(Text passage):
_____

SECTION 16 . Notices. All notices or communications in respect of the Mandatory Convertible Preferred Stock shall be sufficiently given if given in writing and delivered in person or by first class mail, postage prepaid, or by electronic mail or facsimile, or if given in such other manner as may be permitted in this Certificate of Designations, in the Amended and Restated Certificate of Incorporation or the Bylaws and by applicable law.

SECTION 17 . No Preemptive Rights. The Holders shall have no preemptive or preferential rights to purchase or subscribe to any stock, obligations, warrants or other securities of the Corporation of any class.

SECTION 18 . Other Rights. The shares of the Mandatory Convertible Preferred Stock shall not have any rights, preferences, privileges or voting powers or relative, participating, optional or other special rights, or qualifications, limitations or restrictions thereof, other than as set forth herein or in the Amended and Restated Certificate of Incorporation or as provided by applicable law.

SECTION 19. Stock Certificates.

(a) Shares of Mandatory Convertible Preferred Stock shall be represented by stock certificates substantially in the form set forth as Exhibit A hereto.

_____

(Required actions):
#1 From the preferred stock provisions, extract the part that opens with the words containing "(a) Shares of" and closes with "Exhibit A hereto.".
#2 Continue the preferred stock provisions from the point where they stop.

[Dataset excerpt]

_____

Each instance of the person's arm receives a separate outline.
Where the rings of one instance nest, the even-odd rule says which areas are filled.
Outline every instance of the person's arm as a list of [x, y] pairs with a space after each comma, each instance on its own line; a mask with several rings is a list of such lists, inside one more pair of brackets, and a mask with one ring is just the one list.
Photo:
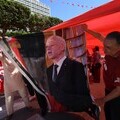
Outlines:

_____

(In response):
#1
(a) Shares of Mandatory Convertible Preferred Stock shall be represented by stock certificates substantially in the form set forth as Exhibit A hereto.

#2
(b) Stock certificates representing shares of the Mandatory Convertible Preferred Stock shall be signed by (i) the Chairman of the Board of Directors, or the President or a Vice President of the Corporation and (ii) the Secretary or an Assistant Secretary of the Corporation, in accordance with the Bylaws and applicable Delaware law, by manual or facsimile signature.

(c) A stock certificate representing shares of the Mandatory Convertible Preferred Stock shall not be valid until manually countersigned by an authorized signatory of the Transfer Agent and Registrar. Each stock certificate representing shares of the Mandatory Convertible Preferred Stock shall be dated the date of its countersignature.

 

42


(d) If any Officer of the Corporation who has signed a stock certificate no longer holds that office at the time the Transfer Agent and Registrar countersigns the stock certificate, the stock certificate shall be valid nonetheless.

SECTION 20. Replacement Certificates .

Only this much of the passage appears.